▶ _TEXTAUSZUG_

Überraschendes enthält der aktuelle Regierungsbericht zur deutschen Einheit nicht: Ein immer noch spürbares Ost-West-Gefälle und wenig Aussicht, dass sich die Lücke bald schließt. Zumal es für die neuen Länder nach 2019 nicht einfacher wird - auch wegen des "Brexit".

06.09.2017, 15:45

Berlin (dpa) - Ostdeutschland muss angesichts des immer noch großen Abstands zur Wirtschaftskraft im Westen aus Sicht der Bundesregierung noch länger unterstützt werden.

"Das Wachstum im Ostdeutschland ist weiterhin auf flankierende Maßnahmen ... angewiesen - jedenfalls dann, wenn die wirtschaftliche und soziale Angleichung in einem absehbaren Zeitraum realisiert werden soll", sagte die Ost-Beauftragte Iris Gleicke (SPD) am Mittwoch in Berlin.

Auch nach Auslaufen des Solidarpakts II und der damit verbundenen Fördergelder 2019 sei eine wirksame Regionalförderung nötig, sagte Gleicke bei der Vorlage des Berichts zum Stand der deutschen Einheit. Der Strukturwandel betreffe zwar ganz Deutschland.

Die Besonderheit im Osten sei aber, dass die Strukturschwäche dort bis auf wenige Ausnahmen flächendeckend sei, sagte die SPD-Politikerin. Nach einem EU-Austritt Großbritanniens müsse eine dauerhafte und verlässliche Regionalförderung gewährleistet sein. Denn durch den "Brexit" werde die EU insgesamt rein statistisch ärmer und Ostdeutschland reicher - obwohl sich nichts getan habe.

27 Jahre nach der Vereinigung kommt die Angleichung der ostdeutschen Wirtschaftskraft zum West-Niveau nur schleppend voran. 2016 lag die Wirtschaftsleistung je Einwohner im Schnitt bei 73,2 Prozent des westdeutschen Werts. Der Aufholprozess sei in den vergangenen Jahren nur verhalten, es gebe noch spürbare Unterschiede, sagte Gleicke. Als Hauptgrund nannte sie wie in den Vorjahren das Fehlen großer und größerer Unternehmen: "Die Menschen im Osten sind nicht fauler, und sie haben nicht weniger kluge Ideen als die im Westen."

Gleicke verwies auch auf Erfolge wie die gesunkene Arbeitslosigkeit. Der Osten insgesamt habe zudem fast die wirtschaftliche Stärke des EU-Durchschnitts erreicht: "Der Osten ist weder ein ödes Jammertal noch ist er ein blühendes Paradies. Es gibt Licht und Schatten, und es gibt noch jede Menge zu tun." Ökonomen werten den Bericht laut "Handelsblatt" als Signal an die Politik, die schleppende wirtschaftliche Entwicklung stärker in den Blick zu nehmen.

▶ _DATENSATZ_

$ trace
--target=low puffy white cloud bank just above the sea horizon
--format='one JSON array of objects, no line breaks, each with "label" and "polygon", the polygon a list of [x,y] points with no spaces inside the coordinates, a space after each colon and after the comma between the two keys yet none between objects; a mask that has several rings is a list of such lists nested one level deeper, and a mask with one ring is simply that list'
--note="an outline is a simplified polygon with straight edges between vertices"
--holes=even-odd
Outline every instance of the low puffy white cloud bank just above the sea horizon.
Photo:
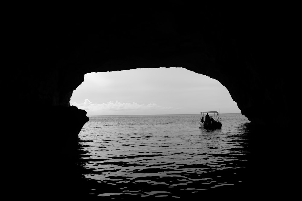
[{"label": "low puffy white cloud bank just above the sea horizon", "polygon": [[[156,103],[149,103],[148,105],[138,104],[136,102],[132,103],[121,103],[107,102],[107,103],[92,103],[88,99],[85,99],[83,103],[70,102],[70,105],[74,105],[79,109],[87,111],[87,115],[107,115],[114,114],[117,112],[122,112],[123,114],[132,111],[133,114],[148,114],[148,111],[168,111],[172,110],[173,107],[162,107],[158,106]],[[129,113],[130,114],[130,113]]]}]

▶ _AUFGABE_
Zitiere aus dem Text zum Bericht über die deutsche Einheit den Abschnitt von „Berlin (dpa) - Ostdeutschland“ bis einschließlich „zwar ganz Deutschland.“ wortgetreu.

▶ _ANTWORTFELD_
Berlin (dpa) - Ostdeutschland muss angesichts des immer noch großen Abstands zur Wirtschaftskraft im Westen aus Sicht der Bundesregierung noch länger unterstützt werden.

"Das Wachstum im Ostdeutschland ist weiterhin auf flankierende Maßnahmen ... angewiesen - jedenfalls dann, wenn die wirtschaftliche und soziale Angleichung in einem absehbaren Zeitraum realisiert werden soll", sagte die Ost-Beauftragte Iris Gleicke (SPD) am Mittwoch in Berlin.

Auch nach Auslaufen des Solidarpakts II und der damit verbundenen Fördergelder 2019 sei eine wirksame Regionalförderung nötig, sagte Gleicke bei der Vorlage des Berichts zum Stand der deutschen Einheit. Der Strukturwandel betreffe zwar ganz Deutschland.